**EXERCISE DIRECTIONS**
Give the lines below as a Markdown table with the columns "No." and "Line", one row per line and numbered from 1, leaving out blank lines. Include only the lines from the first one through the line holding "439 398 L 432", inclusive.

**EXCERPTED RECORDS**
————————

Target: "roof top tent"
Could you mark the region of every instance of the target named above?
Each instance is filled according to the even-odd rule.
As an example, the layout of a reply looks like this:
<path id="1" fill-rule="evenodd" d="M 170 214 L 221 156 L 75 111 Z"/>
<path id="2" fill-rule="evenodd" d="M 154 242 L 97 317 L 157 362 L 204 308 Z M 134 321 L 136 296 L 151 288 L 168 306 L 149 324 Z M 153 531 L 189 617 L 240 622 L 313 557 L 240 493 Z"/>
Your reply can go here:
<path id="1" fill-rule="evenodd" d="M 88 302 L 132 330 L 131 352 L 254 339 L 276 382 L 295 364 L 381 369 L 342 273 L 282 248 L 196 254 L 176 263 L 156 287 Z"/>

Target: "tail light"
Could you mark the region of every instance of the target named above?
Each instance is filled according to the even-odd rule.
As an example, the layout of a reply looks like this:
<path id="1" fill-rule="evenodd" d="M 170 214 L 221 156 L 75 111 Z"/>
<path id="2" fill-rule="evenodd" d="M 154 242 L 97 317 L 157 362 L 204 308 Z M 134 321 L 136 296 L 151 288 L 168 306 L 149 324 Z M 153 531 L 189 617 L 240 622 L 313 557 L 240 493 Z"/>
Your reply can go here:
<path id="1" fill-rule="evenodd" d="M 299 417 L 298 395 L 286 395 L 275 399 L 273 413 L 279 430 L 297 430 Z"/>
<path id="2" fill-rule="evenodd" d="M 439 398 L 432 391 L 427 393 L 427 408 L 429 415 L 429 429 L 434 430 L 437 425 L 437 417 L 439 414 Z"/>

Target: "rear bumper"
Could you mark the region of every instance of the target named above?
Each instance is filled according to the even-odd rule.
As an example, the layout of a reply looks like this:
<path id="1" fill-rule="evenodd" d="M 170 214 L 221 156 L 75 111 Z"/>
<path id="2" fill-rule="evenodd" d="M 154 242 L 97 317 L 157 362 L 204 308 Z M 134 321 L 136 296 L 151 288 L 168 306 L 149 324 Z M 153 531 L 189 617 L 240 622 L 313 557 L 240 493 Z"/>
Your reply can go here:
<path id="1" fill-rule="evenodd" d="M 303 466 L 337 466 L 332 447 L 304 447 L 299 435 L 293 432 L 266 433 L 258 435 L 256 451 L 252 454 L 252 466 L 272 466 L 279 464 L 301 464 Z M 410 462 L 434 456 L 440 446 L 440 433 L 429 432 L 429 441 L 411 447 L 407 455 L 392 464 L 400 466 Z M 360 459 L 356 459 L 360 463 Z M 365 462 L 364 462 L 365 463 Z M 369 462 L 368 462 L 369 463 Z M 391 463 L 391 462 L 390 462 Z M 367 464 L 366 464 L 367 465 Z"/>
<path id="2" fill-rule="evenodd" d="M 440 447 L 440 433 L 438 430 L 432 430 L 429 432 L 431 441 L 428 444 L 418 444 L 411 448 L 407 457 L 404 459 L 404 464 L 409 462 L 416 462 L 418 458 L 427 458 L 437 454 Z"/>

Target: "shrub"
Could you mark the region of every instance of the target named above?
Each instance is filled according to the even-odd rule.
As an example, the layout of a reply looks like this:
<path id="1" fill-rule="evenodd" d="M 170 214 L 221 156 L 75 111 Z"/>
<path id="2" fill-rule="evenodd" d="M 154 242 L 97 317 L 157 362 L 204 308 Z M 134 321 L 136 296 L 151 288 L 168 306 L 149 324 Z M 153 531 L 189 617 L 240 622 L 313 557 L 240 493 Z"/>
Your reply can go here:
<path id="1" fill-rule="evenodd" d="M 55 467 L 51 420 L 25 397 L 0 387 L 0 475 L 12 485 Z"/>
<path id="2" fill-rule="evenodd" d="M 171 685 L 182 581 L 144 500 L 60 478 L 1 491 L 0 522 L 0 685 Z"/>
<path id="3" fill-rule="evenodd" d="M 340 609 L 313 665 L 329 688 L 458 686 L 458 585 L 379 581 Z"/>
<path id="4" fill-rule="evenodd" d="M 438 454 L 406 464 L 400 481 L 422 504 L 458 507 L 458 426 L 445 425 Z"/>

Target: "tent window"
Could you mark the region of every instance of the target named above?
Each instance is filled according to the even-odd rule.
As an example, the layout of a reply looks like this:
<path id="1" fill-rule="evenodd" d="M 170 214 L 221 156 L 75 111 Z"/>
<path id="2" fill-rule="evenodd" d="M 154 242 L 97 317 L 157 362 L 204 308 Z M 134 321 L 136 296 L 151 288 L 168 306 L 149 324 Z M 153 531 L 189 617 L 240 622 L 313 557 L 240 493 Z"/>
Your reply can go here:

————————

**OUTPUT**
| No. | Line |
|---|---|
| 1 | Target: "roof top tent" |
| 2 | Could you mark the region of every instance of the target named above? |
| 3 | Each instance is filled according to the even-odd rule. |
| 4 | As an example, the layout of a reply looks like this: |
| 5 | <path id="1" fill-rule="evenodd" d="M 170 214 L 221 156 L 75 111 Z"/> |
| 6 | <path id="2" fill-rule="evenodd" d="M 154 242 L 97 317 L 157 362 L 204 308 Z M 134 321 L 136 296 L 151 288 L 168 306 L 149 324 Z M 153 531 L 189 617 L 240 622 L 313 557 L 240 493 Z"/> |
| 7 | Your reply can go here: |
| 8 | <path id="1" fill-rule="evenodd" d="M 88 302 L 132 330 L 131 352 L 254 339 L 276 382 L 295 364 L 381 369 L 342 273 L 282 248 L 196 254 L 176 263 L 156 287 Z"/> |
| 9 | Target: "tail light" |
| 10 | Could you mark the region of every instance of the target named above? |
| 11 | Each instance is filled according to the even-odd rule. |
| 12 | As an example, the layout of a reply looks like this: |
| 13 | <path id="1" fill-rule="evenodd" d="M 170 214 L 221 156 L 75 111 Z"/> |
| 14 | <path id="2" fill-rule="evenodd" d="M 154 242 L 97 317 L 157 362 L 204 308 Z M 134 321 L 136 296 L 151 288 L 168 306 L 149 324 Z M 153 531 L 189 617 L 240 622 L 313 557 L 240 493 Z"/> |
| 15 | Your reply can go here: |
| 16 | <path id="1" fill-rule="evenodd" d="M 299 417 L 298 395 L 286 395 L 275 399 L 273 413 L 279 430 L 297 430 Z"/> |
| 17 | <path id="2" fill-rule="evenodd" d="M 439 398 L 432 391 L 427 393 L 427 408 L 429 415 L 429 429 L 434 430 L 437 425 L 437 417 L 439 414 Z"/> |